### Brano fornito
******

R. Innanzitutto , se
parliamo di profitto, loro sono molto distanti dal senso del
business che muove le vite degli occidentali e delle società
capitalistiche, come anche la Cina, ad esempio, che alla fin fine
seguono un modello eurocentrico.
Io credo che per loro
sia fondamentale ricongiungersi a quei diritti identitari che
possano supportare anche le loro economie, convogliando ad
esempio il turismo a loro vantaggio,
e anche il mercato del
loro artigianato che troppo spesso viene sfruttato dai Bianchi
per trarne profitto. Sto scrivendo una GUIDA ALLE RISERVE
INDIANE che ha lo scopo sia di divulgare la conoscenza sul mondo
dei Nativi Americani, sia sul modo di praticare un turismo
sostenibile che porti vantaggio alle loro comunità.
D. Oggi assistiamo ad
un boom di filosofie e religioni alternative, che parlano di
speranza e misticismo, e andiamo a cercare risposte in culture altre. Come vivi il contatto
con la spiritualità dei Nativi che plasma il loro rapporto, ad
esempio, con il tempo e con la morte?

******

### Informazioni estratte

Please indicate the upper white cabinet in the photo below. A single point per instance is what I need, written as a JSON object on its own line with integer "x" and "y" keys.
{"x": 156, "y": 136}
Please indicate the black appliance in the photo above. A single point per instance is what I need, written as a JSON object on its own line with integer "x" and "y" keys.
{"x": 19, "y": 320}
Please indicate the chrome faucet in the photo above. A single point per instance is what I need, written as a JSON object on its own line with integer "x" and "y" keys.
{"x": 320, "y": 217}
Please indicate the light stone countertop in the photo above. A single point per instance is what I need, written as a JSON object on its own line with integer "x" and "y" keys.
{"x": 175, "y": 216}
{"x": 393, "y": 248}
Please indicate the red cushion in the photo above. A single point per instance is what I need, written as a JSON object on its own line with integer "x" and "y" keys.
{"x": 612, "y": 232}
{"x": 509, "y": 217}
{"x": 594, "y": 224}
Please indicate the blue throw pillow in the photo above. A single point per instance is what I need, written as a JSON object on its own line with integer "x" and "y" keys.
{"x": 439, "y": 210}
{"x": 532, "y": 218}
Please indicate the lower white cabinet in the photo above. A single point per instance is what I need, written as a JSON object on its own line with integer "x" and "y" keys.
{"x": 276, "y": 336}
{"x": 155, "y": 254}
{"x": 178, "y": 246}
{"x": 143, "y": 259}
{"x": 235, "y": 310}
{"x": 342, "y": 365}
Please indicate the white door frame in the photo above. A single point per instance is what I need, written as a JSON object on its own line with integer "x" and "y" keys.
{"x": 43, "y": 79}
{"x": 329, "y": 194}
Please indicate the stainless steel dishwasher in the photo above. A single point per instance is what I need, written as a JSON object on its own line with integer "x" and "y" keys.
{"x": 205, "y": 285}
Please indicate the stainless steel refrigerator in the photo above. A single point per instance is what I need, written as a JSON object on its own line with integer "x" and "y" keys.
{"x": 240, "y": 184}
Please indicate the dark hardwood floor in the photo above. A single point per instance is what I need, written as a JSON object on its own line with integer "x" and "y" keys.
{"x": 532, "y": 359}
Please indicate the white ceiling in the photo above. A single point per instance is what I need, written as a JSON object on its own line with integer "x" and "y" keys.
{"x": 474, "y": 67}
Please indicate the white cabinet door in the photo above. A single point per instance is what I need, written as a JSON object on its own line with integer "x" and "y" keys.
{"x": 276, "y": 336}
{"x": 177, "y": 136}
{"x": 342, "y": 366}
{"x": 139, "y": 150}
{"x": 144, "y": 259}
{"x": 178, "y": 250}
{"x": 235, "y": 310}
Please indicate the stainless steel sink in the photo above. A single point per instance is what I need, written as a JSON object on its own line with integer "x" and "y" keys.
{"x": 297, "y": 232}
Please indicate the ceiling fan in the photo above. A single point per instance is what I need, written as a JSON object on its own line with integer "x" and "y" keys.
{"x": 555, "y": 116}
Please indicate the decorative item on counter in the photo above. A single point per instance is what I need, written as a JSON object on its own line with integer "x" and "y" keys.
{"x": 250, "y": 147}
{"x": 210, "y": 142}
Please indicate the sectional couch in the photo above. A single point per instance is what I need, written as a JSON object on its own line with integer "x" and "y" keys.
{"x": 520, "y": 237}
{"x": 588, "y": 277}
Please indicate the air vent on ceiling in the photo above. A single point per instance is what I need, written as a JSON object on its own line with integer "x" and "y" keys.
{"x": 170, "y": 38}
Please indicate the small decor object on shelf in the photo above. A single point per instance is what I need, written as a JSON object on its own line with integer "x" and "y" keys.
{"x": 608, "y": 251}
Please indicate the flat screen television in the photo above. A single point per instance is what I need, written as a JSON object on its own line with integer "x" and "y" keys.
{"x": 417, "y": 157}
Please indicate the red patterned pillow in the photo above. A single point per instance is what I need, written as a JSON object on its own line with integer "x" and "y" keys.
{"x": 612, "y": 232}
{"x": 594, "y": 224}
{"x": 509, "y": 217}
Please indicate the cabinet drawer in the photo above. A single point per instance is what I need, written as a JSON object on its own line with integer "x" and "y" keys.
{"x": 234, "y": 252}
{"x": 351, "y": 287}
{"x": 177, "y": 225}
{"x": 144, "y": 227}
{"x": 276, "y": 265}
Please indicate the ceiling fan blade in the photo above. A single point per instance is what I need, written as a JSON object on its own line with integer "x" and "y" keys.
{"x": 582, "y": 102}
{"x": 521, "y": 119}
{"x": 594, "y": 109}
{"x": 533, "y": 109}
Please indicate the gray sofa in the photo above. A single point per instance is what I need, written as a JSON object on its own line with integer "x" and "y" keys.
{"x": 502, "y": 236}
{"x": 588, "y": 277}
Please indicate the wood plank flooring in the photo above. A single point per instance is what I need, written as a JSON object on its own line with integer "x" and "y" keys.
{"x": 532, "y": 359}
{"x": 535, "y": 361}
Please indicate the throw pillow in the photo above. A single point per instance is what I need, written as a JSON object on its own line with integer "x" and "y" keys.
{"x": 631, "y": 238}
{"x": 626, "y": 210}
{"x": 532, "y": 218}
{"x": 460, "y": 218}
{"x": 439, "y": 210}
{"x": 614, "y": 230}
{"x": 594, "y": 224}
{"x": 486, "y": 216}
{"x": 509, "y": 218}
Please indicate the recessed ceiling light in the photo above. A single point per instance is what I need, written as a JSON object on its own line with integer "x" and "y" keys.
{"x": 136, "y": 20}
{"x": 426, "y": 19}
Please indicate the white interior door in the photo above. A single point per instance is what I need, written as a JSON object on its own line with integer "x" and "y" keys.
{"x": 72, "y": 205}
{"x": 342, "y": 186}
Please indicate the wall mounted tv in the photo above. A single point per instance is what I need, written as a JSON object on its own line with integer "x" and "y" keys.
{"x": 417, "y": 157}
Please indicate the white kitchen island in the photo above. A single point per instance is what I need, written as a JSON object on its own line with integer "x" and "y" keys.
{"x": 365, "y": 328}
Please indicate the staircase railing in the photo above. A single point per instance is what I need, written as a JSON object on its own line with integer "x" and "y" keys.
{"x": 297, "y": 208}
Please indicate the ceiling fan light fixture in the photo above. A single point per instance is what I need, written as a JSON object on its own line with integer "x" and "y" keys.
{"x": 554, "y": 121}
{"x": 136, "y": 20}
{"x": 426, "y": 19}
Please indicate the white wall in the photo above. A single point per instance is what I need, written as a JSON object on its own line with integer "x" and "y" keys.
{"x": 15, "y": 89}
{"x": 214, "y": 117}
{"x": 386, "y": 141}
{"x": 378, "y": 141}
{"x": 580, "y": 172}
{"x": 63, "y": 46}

******

### Compiti da svolgere
1) Nel brano fornito, quale guida dichiara di stare scrivendo chi risponde all'intervista?
2) Elenca tutte le parole di almeno due lettere scritte interamente in maiuscolo nel brano fornito.
3) Riporta dal brano fornito il tratto che va da "R. Innanzitutto , se" fino a "un modello eurocentrico.".
Le informazioni estratte costituiscono materiale a sé stante.

### Elenco risposte
1) Una guida alle riserve indiane.

2) GUIDA, ALLE, RISERVE, INDIANE

3)
R. Innanzitutto , se
parliamo di profitto, loro sono molto distanti dal senso del
business che muove le vite degli occidentali e delle società
capitalistiche, come anche la Cina, ad esempio, che alla fin fine
seguono un modello eurocentrico.